>>>>>

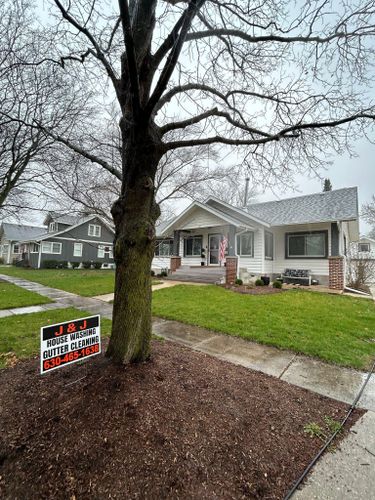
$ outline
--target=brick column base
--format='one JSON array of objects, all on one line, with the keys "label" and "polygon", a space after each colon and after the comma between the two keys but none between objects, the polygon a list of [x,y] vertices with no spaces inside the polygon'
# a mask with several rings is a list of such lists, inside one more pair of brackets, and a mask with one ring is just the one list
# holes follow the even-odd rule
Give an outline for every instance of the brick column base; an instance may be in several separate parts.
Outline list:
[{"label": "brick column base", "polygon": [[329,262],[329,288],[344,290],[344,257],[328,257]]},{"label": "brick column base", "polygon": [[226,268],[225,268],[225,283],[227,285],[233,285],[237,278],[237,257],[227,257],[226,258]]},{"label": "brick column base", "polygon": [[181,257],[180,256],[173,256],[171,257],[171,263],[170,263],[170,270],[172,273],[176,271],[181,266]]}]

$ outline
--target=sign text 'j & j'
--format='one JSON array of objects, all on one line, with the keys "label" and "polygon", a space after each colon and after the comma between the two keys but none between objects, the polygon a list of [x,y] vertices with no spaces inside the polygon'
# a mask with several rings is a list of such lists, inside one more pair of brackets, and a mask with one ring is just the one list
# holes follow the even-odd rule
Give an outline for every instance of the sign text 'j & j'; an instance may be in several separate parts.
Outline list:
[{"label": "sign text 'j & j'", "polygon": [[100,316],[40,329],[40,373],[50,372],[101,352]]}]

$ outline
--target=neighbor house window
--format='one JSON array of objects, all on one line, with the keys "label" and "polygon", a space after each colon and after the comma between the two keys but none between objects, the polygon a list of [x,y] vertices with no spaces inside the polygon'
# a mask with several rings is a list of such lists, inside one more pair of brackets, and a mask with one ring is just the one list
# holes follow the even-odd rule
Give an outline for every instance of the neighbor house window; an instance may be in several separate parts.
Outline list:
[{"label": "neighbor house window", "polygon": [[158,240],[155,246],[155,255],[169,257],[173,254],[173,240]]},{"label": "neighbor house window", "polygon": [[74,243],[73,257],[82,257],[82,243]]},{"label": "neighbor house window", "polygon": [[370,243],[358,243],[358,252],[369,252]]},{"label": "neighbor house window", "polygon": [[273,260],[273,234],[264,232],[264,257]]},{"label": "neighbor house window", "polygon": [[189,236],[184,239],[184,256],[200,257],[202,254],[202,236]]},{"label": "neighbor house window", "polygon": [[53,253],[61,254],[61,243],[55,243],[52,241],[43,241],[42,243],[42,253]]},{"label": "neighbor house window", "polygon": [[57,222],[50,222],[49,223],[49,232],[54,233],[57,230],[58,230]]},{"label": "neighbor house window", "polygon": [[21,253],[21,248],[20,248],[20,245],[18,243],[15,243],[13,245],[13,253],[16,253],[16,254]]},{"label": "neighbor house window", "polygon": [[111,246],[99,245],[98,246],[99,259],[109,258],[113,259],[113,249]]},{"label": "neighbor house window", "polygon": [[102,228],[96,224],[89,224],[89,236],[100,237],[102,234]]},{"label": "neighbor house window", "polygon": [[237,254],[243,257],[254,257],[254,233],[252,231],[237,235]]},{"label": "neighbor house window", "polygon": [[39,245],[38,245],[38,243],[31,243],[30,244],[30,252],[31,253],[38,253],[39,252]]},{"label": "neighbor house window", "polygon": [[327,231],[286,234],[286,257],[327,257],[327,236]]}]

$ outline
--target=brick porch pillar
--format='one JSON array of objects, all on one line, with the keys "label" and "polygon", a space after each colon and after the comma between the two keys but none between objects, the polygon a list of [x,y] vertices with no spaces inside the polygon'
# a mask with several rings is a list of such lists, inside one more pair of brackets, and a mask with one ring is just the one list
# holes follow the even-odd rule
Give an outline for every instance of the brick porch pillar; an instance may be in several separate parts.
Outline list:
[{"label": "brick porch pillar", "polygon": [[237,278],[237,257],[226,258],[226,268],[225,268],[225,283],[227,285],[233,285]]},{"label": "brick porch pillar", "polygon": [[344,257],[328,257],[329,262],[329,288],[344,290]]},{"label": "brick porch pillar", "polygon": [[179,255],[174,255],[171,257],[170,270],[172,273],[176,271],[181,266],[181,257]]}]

<<<<<

▸ **Task to complete**
Pictures are to be left out; the listing above is otherwise to be copied exactly.

▸ **Answer space**
$ outline
--target=brick column base
--format='one JSON array of objects, all on one line, with the keys "label" and "polygon", a space after each colon and after the comma between the two keys but none between objects, the polygon a list of [x,y] vertices with no spaces inside the polygon'
# a mask with several rings is a list of such lists, inside one more pair of brackets, and a mask with one ring is just the one list
# holes follow the even-odd rule
Give an outline for every instance of the brick column base; an instance may be in several separate parts.
Outline list:
[{"label": "brick column base", "polygon": [[329,262],[329,288],[344,290],[344,257],[328,257]]},{"label": "brick column base", "polygon": [[226,268],[225,268],[225,283],[227,285],[233,285],[237,278],[237,257],[227,257],[226,258]]},{"label": "brick column base", "polygon": [[181,257],[180,256],[173,256],[171,257],[171,263],[170,263],[170,270],[172,273],[176,271],[181,266]]}]

$ outline
--target=sign text 'j & j'
--format='one JSON array of objects, all on one line, with the keys "label" and "polygon", a space after each colon and after the comma between the two keys but none between objects, the polygon a list of [x,y] vertices with no spaces inside the polygon'
# a mask with several rings is a list of such lists, inside one more pair of brackets, and a mask with one ring is just the one list
# holes follow the even-odd rule
Give an outline for every instance of the sign text 'j & j'; an instance may be in several separate parts.
Outline list:
[{"label": "sign text 'j & j'", "polygon": [[100,316],[40,329],[40,373],[50,372],[101,352]]}]

$ outline
--target=neighbor house window
--format='one JSON array of objects, all on one line, with the keys "label" and "polygon", a space after each colon and after the comma between the two keys but none between objects, the polygon a list of [x,y] vertices with no spaces inside the polygon'
# a mask with several rings is a list of such lists, inside one more pair of brackets, and a mask with one ring is just the one list
# holes follow the even-odd rule
Give an outline for every instance of the neighbor house window; an instance may be in several separate parts.
Outline list:
[{"label": "neighbor house window", "polygon": [[158,240],[155,246],[155,255],[169,257],[173,254],[173,240]]},{"label": "neighbor house window", "polygon": [[74,243],[73,257],[82,257],[82,243]]},{"label": "neighbor house window", "polygon": [[370,243],[358,243],[358,252],[369,252]]},{"label": "neighbor house window", "polygon": [[273,260],[273,234],[264,232],[264,257]]},{"label": "neighbor house window", "polygon": [[189,236],[184,239],[184,256],[200,257],[202,254],[202,236]]},{"label": "neighbor house window", "polygon": [[53,253],[61,254],[61,243],[55,243],[52,241],[43,241],[42,243],[42,253]]},{"label": "neighbor house window", "polygon": [[57,222],[50,222],[49,223],[49,232],[54,233],[57,230],[58,230]]},{"label": "neighbor house window", "polygon": [[21,253],[21,248],[20,248],[20,245],[18,243],[15,243],[13,245],[13,253],[16,253],[16,254]]},{"label": "neighbor house window", "polygon": [[111,246],[99,245],[98,246],[99,259],[109,258],[113,259],[113,249]]},{"label": "neighbor house window", "polygon": [[102,228],[96,224],[89,224],[89,236],[100,237],[102,234]]},{"label": "neighbor house window", "polygon": [[237,254],[243,257],[254,257],[254,233],[252,231],[237,235]]},{"label": "neighbor house window", "polygon": [[39,245],[38,245],[38,243],[31,243],[30,244],[30,252],[31,253],[38,253],[39,252]]},{"label": "neighbor house window", "polygon": [[327,231],[286,234],[286,257],[327,257],[327,236]]}]

$ outline
--target=brick porch pillar
--format='one JSON array of objects, all on one line, with the keys "label" and "polygon", a space after each colon and after the comma between the two keys but none between objects, the polygon a list of [x,y] vertices with no spaces inside the polygon'
# a mask with several rings is a list of such lists, inside one more pair of brackets, and a mask with one ring is just the one list
# holes follow the even-odd rule
Give an outline for every instance of the brick porch pillar; an instance may be in several separate parts.
Outline list:
[{"label": "brick porch pillar", "polygon": [[237,278],[237,257],[226,258],[226,268],[225,268],[225,283],[227,285],[233,285]]},{"label": "brick porch pillar", "polygon": [[344,257],[328,257],[329,262],[329,288],[344,290]]},{"label": "brick porch pillar", "polygon": [[179,255],[174,255],[171,257],[170,270],[172,273],[176,271],[181,266],[181,257]]}]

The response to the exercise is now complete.